Charlaba el otro día con una amiga. Hablábamos de decisiones vitales, de hasta qué punto asumíamos riesgos o no al elegir. Yo le decía que no, que yo riesgos los justos. Y ella me miraba con la ceja levantada…
Si alguien me pregunta, eso es lo que le diré. Es lo que pienso de mí mismo: que no soy un perfil que se atreva a tomar decisiones arriesgadas, que soy conservador. Esa es la historia que me cuento a mí mismo.
Pero lo cierto es que, si repasamos mi trayectoria…
Me fui a estudiar fuera en vez de prorrogar mi adolescencia en la comodidad del hogar, he dejado trabajos para irme a casa, he abandonado una progresión profesional en una empresa sólida y de prestigio para meterme en una «empresa de internet», he provocado conversaciones de «todo o nada» en el trabajo sabiendo que había un riesgo cierto de que las cosas no saliesen como a mí me gustaría, me he mudado en varias ocasiones de ciudad (en el último caso a un pueblo con el que no me unía nada)… por no hablar de formar una familia (quizás una de las decisiones menos «revisable» que uno pueda tomar en la vida).

LOS DATOS =

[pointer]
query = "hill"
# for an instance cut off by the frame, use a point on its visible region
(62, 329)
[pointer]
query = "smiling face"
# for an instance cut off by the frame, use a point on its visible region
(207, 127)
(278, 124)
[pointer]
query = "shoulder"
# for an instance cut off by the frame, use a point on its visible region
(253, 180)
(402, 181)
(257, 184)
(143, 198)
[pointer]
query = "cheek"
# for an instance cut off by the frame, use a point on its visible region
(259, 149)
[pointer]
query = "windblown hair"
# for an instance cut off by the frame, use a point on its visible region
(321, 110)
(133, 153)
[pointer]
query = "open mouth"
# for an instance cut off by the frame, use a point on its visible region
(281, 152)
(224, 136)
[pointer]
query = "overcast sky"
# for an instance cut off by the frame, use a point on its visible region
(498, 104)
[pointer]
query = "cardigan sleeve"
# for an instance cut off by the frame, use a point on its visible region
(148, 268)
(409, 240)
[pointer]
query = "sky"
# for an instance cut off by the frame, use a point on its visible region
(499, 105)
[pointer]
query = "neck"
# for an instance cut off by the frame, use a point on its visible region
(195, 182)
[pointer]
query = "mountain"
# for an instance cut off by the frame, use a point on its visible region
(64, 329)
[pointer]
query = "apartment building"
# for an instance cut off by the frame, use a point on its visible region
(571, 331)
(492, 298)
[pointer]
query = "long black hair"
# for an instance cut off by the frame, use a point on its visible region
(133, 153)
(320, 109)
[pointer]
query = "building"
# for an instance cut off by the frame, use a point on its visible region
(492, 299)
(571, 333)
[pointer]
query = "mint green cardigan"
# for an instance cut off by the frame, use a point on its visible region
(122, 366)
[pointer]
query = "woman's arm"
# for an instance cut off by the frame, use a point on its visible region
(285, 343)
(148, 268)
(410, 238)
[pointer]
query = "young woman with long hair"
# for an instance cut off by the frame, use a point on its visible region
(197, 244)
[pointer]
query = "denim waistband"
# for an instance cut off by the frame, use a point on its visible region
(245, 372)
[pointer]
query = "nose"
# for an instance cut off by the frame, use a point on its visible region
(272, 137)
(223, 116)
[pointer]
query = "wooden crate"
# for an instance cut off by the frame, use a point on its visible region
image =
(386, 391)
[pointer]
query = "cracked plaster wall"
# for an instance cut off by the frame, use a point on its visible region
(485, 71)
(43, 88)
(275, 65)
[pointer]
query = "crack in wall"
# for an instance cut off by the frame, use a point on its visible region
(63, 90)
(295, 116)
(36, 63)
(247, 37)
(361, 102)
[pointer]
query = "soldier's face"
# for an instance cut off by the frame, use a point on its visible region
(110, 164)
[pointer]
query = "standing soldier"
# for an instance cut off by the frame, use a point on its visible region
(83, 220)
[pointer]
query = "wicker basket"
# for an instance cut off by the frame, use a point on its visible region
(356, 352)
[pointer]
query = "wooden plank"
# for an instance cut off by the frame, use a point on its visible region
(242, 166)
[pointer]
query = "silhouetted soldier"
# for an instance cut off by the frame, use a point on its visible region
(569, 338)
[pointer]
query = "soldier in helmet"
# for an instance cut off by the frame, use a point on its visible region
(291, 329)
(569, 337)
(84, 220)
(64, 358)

INSTRUCCIONES =
• A. Según el texto sobre decisiones arriesgadas, ¿qué se abandonó para entrar en una «empresa de internet»?
• B. Reescribe como lista el párrafo del texto sobre decisiones arriesgadas que empieza por «Me fui a estudiar fuera», conservando sus datos principales.
• C. Copia sin cambios el fragmento del texto sobre decisiones arriesgadas que va desde «Pero lo cierto» hasta «en la vida).».

RESULTADOS POR TAREA =
• A. Una progresión profesional en una empresa sólida y de prestigio.

• B.
- Me fui a estudiar fuera en lugar de seguir en la comodidad del hogar.
- He dejado trabajos para irme a casa.
- Abandoné una progresión profesional en una empresa sólida y de prestigio por una «empresa de internet».
- He provocado en el trabajo conversaciones de «todo o nada» con un riesgo cierto de que salieran mal.
- Me he mudado de ciudad varias veces, la última a un pueblo con el que no me unía nada.
- He formado una familia, quizás una de las decisiones menos «revisable» de la vida.

• C.
Pero lo cierto es que, si repasamos mi trayectoria…
Me fui a estudiar fuera en vez de prorrogar mi adolescencia en la comodidad del hogar, he dejado trabajos para irme a casa, he abandonado una progresión profesional en una empresa sólida y de prestigio para meterme en una «empresa de internet», he provocado conversaciones de «todo o nada» en el trabajo sabiendo que había un riesgo cierto de que las cosas no saliesen como a mí me gustaría, me he mudado en varias ocasiones de ciudad (en el último caso a un pueblo con el que no me unía nada)… por no hablar de formar una familia (quizás una de las decisiones menos «revisable» que uno pueda tomar en la vida).